### Texto citado

Mais do que técnica, a proposta de Sá Marina é também política e poética. “A castanha de pequi, envolta por espinhos, é extraída manualmente; muitas vezes por mulheres que esperam o fruto secar. Um processo delicado que revela sua sofisticação natural”, acredita.

Na receita, a castanha aparece em diferentes camadas, criando contrastes com a acidez da tangerina e o amargor do chocolate. “Sabores marcantes gostam do azedinho. Usei a tangerina para ‘dançar’ com ele – e deu certo.” Para Sá Marina, confeitaria também é risco. “Um risco bom, que vale a pena no final”. 

Breu: uma esfera de chocolate intenso, castanha de pequi e tangerina. Todas trazem camadas de sabor e narrativa, como pequenas obras servidas no prato. Foto: Natália Campos/divulgação

 

Pequi no copo

Tradicional na cozinha do cerrado, o pequi também marca presença nos balcões de coquetelaria. No bar Bença Bençoi, na Lagoinha, o mixologista Conrado Salazar criou a Pequirita, um coquetel autoral que combina tequila, licor de pequi, limão siciliano, azedinha e soda de grapefruit. A ideia surgiu a partir de um novo olhar para Minas Gerais: “Pensei em abrir um pouco o meu leque, pensando no Estado como um todo – sua gastronomia, suas sobremesas, sua cultura, seus terroirs – e fazer a união de produtos tipicamente mineiros com produtos de outras regiões do mundo”, conta Conrado.

######

Tarefas a fazer:
• a. Responda a estas perguntas sobre o texto do pequi:
(i) Em que bairro fica o bar Bença Bençoi?
(ii) Que fruta Sá Marina usou para criar contraste de acidez com a castanha de pequi?
(iii) Quem criou a Pequirita?
• b. Nos registros, reescreva a parte que começa na linha que contém "Would you be so kind as to point out the second" e vai até o fim, mantendo os pedidos e somando 148 a cada número das coordenadas das respostas. Deixe as imagens de fora.
O texto e os registros vêm de fontes diferentes.

### Registros fornecidos

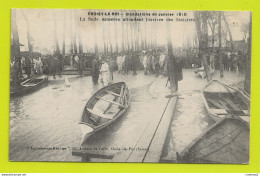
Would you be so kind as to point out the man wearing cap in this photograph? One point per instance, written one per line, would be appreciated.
(104, 70)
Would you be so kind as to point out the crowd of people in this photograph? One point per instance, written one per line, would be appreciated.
(128, 62)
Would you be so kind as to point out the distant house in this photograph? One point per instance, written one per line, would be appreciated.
(239, 45)
(12, 49)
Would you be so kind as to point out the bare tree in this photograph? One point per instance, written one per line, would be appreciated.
(171, 67)
(57, 48)
(212, 21)
(220, 45)
(247, 83)
(29, 38)
(63, 42)
(229, 32)
(202, 33)
(71, 32)
(16, 44)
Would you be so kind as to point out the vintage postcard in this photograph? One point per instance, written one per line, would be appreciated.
(138, 86)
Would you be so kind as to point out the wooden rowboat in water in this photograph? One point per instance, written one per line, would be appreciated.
(29, 86)
(227, 141)
(103, 108)
(221, 100)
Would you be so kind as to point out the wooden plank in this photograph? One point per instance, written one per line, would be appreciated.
(91, 154)
(223, 103)
(144, 141)
(232, 104)
(100, 114)
(245, 118)
(110, 101)
(153, 155)
(67, 83)
(112, 93)
(215, 103)
(219, 111)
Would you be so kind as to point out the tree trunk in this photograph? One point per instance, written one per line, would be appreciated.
(16, 45)
(79, 35)
(229, 33)
(29, 38)
(71, 32)
(202, 32)
(247, 83)
(63, 42)
(219, 46)
(171, 68)
(57, 48)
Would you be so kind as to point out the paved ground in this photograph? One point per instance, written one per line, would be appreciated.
(49, 117)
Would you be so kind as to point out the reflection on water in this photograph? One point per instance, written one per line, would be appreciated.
(44, 124)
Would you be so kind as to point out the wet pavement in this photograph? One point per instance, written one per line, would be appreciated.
(44, 124)
(190, 117)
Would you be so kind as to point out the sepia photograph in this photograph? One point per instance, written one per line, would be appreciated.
(130, 86)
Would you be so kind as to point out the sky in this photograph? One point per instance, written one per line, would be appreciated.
(42, 24)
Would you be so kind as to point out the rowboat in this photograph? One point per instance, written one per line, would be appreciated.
(227, 141)
(29, 85)
(200, 72)
(221, 99)
(103, 108)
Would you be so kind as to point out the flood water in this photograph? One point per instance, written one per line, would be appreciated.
(44, 124)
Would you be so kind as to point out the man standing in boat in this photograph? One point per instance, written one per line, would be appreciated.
(104, 70)
(95, 70)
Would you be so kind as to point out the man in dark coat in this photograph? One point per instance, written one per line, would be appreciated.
(95, 71)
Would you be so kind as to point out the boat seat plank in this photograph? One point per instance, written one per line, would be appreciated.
(223, 103)
(246, 112)
(29, 85)
(112, 93)
(245, 118)
(100, 114)
(110, 101)
(219, 111)
(232, 104)
(67, 83)
(215, 103)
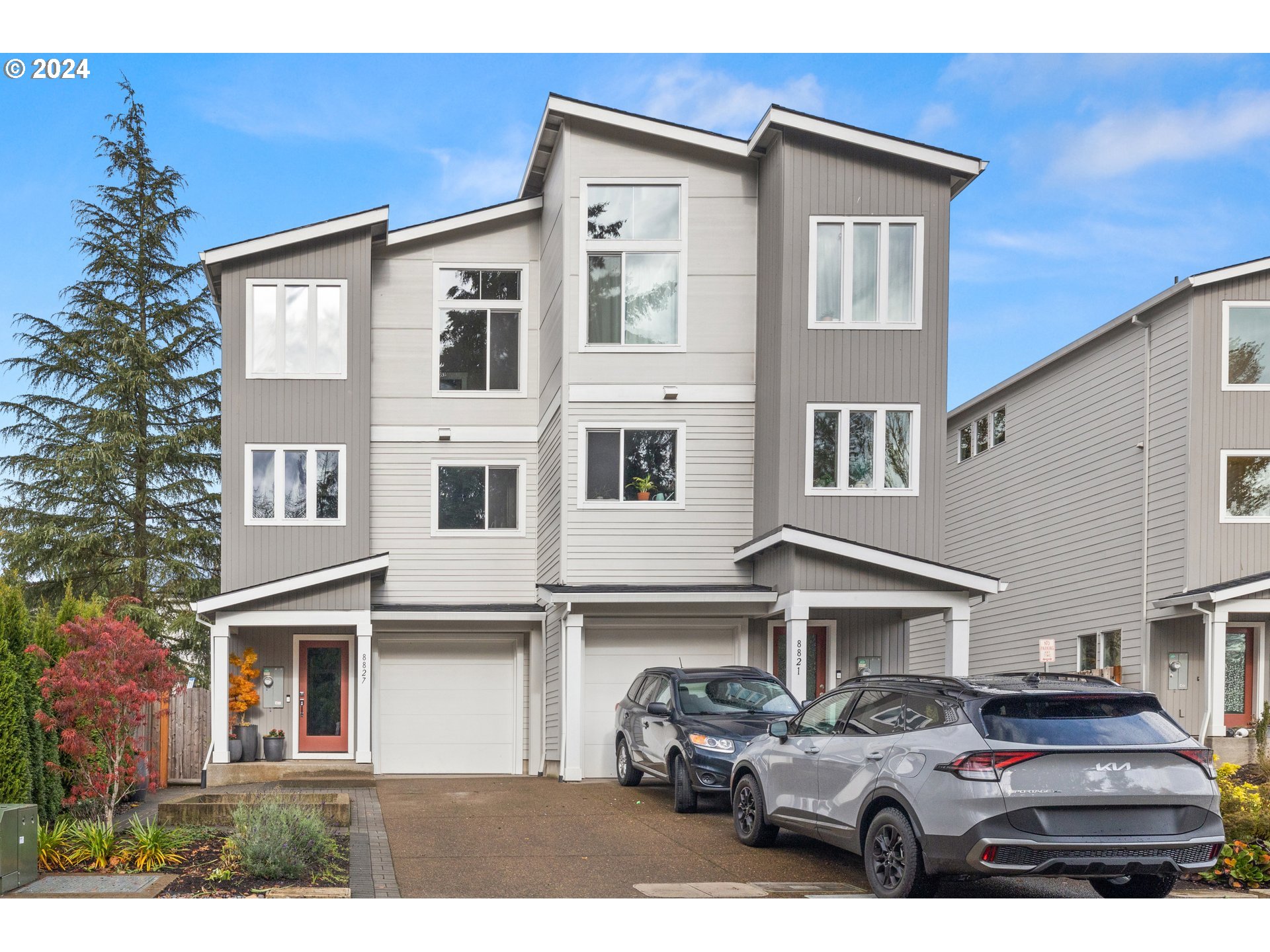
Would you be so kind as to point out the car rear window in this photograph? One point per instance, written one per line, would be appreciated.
(1078, 720)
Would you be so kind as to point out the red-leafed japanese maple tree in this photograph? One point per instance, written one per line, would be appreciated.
(99, 695)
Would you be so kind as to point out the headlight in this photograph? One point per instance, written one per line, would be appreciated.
(722, 744)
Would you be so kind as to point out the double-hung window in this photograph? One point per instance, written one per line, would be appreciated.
(635, 463)
(479, 332)
(634, 264)
(478, 498)
(861, 450)
(867, 272)
(296, 329)
(295, 485)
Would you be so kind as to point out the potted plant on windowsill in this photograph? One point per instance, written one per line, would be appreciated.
(275, 746)
(643, 487)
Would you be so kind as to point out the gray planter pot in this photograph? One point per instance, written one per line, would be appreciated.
(249, 735)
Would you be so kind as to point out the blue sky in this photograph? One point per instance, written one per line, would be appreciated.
(1109, 175)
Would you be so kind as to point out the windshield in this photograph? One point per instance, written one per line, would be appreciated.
(733, 696)
(1079, 720)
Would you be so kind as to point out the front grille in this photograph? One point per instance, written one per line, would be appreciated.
(1027, 856)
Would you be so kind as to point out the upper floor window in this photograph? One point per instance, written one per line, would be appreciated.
(867, 272)
(474, 496)
(296, 329)
(638, 463)
(480, 332)
(1246, 344)
(295, 485)
(634, 253)
(981, 436)
(855, 450)
(1246, 485)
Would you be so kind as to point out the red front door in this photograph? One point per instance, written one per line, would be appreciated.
(1238, 677)
(323, 697)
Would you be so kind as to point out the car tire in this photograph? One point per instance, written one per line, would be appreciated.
(685, 797)
(749, 814)
(626, 774)
(893, 858)
(1142, 887)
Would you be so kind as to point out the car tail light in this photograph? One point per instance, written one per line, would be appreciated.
(1201, 756)
(987, 764)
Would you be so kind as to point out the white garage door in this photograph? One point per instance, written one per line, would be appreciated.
(616, 655)
(447, 707)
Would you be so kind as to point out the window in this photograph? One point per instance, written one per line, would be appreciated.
(630, 465)
(296, 329)
(981, 436)
(861, 450)
(1246, 342)
(295, 485)
(474, 496)
(1245, 485)
(479, 332)
(867, 273)
(633, 262)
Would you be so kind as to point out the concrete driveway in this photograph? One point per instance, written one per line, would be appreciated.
(535, 837)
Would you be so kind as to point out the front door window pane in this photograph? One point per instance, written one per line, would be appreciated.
(652, 299)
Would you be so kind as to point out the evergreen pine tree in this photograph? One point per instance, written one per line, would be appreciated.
(112, 488)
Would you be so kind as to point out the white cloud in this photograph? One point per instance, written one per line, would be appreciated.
(1124, 143)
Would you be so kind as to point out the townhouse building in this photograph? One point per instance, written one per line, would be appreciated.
(681, 401)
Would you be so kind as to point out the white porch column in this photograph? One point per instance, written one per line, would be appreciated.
(795, 651)
(220, 636)
(956, 637)
(571, 767)
(364, 691)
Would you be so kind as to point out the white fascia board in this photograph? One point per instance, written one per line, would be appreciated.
(464, 221)
(292, 584)
(875, 556)
(376, 216)
(963, 165)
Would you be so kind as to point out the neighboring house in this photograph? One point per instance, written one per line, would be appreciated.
(1123, 484)
(681, 401)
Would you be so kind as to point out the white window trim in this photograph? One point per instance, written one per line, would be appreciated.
(444, 303)
(1221, 500)
(883, 257)
(878, 489)
(681, 429)
(520, 465)
(280, 477)
(281, 317)
(610, 247)
(1226, 354)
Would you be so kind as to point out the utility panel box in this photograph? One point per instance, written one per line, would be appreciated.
(19, 846)
(273, 684)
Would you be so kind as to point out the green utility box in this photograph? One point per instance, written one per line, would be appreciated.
(19, 846)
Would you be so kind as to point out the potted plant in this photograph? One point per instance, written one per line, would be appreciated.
(275, 744)
(643, 487)
(243, 697)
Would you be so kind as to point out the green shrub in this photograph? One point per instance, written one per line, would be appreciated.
(281, 840)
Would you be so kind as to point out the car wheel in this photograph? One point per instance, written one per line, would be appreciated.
(1142, 887)
(893, 858)
(626, 774)
(749, 815)
(685, 797)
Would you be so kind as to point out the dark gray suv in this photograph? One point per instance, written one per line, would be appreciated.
(1003, 775)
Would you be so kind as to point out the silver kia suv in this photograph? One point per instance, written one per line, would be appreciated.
(1006, 775)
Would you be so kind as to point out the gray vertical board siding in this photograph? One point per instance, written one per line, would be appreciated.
(447, 569)
(298, 412)
(1222, 420)
(798, 366)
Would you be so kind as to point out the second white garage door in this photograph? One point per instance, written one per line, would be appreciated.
(614, 656)
(447, 707)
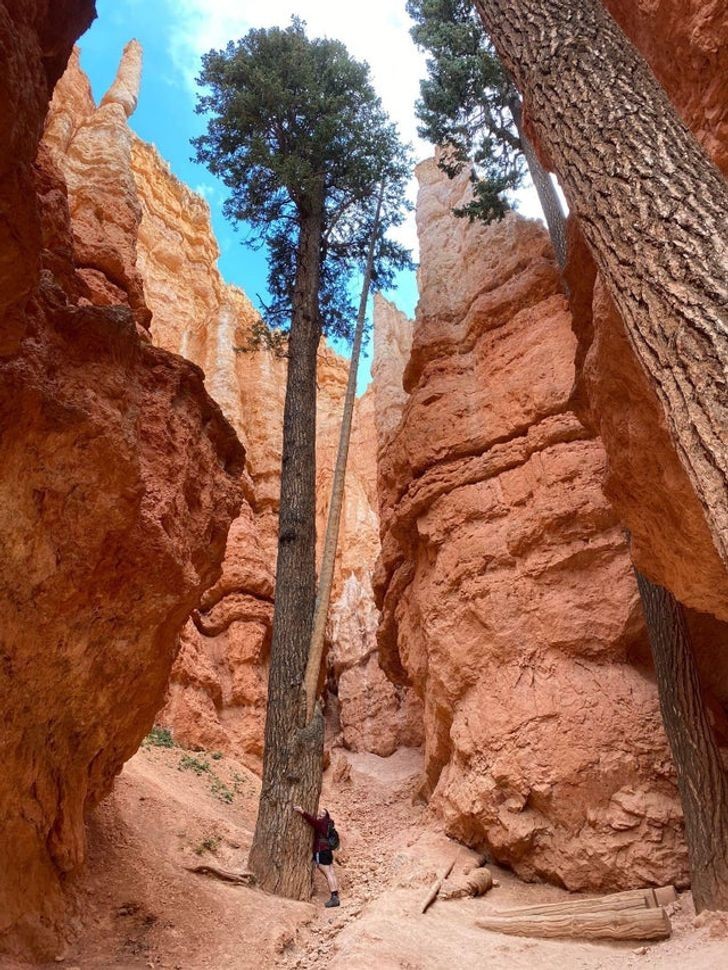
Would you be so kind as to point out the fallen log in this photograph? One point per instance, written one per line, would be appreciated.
(474, 882)
(629, 899)
(635, 924)
(227, 875)
(435, 887)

######

As respostas:
• a.
(i) Na Lagoinha.
(ii) A tangerina.
(iii) O mixologista Conrado Salazar.

• b.
Would you be so kind as to point out the second white garage door in this photograph? One point per instance, written one per line, would be appreciated.
(762, 804)
(595, 855)
Would you be so kind as to point out the fallen log in this photograph? One point per instance, written one per line, would be appreciated.
(622, 1030)
(777, 1047)
(783, 1072)
(375, 1023)
(583, 1035)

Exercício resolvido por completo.